BRIEF: Identify the line in which "Practice step: put one dot on the dark" appears, then reproduce that line and all remaining lines of the records word for word.

== EXTRACTED ENTRIES ==

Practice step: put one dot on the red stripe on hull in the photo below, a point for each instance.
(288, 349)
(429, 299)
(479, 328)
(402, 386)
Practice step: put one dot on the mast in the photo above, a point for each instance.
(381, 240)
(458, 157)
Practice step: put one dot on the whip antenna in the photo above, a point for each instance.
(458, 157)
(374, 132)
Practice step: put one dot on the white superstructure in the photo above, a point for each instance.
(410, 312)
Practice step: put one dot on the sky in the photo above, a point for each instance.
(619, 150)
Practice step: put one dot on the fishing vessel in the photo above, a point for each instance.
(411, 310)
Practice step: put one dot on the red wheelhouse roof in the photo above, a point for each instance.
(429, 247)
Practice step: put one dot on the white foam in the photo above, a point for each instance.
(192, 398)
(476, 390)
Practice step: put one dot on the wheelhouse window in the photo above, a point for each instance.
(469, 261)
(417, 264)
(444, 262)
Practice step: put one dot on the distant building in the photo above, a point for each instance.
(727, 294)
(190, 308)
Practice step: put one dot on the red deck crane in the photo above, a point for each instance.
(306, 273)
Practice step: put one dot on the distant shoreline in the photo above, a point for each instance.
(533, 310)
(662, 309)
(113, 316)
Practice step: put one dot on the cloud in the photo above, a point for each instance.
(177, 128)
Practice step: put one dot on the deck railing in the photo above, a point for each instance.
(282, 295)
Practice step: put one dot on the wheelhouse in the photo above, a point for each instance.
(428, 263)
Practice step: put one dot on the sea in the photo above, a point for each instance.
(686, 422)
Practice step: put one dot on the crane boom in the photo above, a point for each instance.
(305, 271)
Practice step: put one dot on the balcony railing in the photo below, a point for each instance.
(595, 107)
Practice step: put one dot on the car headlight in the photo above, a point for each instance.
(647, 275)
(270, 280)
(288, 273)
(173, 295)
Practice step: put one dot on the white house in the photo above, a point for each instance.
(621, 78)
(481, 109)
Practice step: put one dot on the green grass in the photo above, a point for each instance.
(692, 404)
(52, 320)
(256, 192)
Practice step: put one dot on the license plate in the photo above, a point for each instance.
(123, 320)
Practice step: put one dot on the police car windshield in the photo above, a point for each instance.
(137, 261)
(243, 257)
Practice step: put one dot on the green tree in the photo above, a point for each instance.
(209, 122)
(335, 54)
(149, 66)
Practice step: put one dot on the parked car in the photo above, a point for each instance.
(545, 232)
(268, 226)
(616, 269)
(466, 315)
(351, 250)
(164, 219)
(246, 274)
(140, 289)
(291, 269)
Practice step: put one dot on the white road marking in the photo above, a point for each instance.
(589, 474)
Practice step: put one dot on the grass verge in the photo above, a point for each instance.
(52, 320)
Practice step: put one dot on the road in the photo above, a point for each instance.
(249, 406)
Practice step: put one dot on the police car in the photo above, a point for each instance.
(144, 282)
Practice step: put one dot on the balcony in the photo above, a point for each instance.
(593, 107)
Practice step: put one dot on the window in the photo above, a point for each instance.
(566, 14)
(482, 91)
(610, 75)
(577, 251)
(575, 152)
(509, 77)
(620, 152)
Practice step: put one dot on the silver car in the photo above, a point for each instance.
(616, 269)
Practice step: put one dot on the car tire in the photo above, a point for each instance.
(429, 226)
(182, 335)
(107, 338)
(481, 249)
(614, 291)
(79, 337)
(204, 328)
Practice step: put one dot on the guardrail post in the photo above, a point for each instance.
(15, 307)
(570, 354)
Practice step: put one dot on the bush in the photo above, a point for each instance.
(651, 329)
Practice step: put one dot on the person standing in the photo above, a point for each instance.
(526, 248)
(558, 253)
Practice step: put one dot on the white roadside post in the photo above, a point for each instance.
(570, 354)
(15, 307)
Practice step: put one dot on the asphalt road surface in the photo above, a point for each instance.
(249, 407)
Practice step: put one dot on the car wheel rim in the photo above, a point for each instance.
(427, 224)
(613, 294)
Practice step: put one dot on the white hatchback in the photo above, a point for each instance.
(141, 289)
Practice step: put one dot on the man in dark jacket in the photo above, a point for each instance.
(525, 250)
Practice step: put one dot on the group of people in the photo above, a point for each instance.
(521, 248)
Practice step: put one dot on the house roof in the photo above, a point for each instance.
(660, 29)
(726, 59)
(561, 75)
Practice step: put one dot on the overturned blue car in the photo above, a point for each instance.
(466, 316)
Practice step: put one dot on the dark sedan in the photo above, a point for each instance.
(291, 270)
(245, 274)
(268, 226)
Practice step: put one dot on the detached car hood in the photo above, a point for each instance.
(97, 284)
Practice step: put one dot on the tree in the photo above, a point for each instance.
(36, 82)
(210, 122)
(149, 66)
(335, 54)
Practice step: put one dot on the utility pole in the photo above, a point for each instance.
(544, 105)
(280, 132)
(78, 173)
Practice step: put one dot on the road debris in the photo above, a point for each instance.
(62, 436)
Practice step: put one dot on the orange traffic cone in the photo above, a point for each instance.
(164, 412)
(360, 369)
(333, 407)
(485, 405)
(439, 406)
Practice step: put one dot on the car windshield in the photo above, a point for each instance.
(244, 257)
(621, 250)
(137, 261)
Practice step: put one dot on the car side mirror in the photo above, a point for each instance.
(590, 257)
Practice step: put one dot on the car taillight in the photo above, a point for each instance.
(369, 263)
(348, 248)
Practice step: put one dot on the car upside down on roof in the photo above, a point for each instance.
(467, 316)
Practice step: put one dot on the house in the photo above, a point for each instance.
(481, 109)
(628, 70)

===

TASK RESPONSE:
Practice step: put one dot on the dark sedan in the photo above, a point for each instance.
(291, 270)
(245, 274)
(268, 226)
Practice step: put one dot on the detached car hood in the photo above, a point for each instance.
(97, 284)
Practice step: put one dot on the tree in the photo above, a point for each instance.
(36, 82)
(210, 122)
(149, 66)
(335, 54)
Practice step: put one dot on the utility pole in the photo above, a point for each instance.
(544, 105)
(280, 132)
(78, 173)
Practice step: put one dot on the road debris in the photo above, a point for each instance.
(62, 436)
Practice step: put one dot on the orange traffic cone in the photo above, a point for each instance.
(164, 412)
(360, 369)
(333, 407)
(485, 405)
(439, 406)
Practice step: put one dot on the car windshield in the photo above, a point for each instance.
(244, 257)
(621, 250)
(137, 261)
Practice step: put one dot on the car side mirror in the photo above, a point for each instance.
(590, 257)
Practice step: put one dot on the car taillight in the photo above, a point for each instance.
(369, 263)
(348, 248)
Practice step: put one dot on the car upside down on roof in the photo above, a point for each instance.
(467, 316)
Practice step: put one dot on the house in the photo above, a point for each instance.
(481, 109)
(628, 70)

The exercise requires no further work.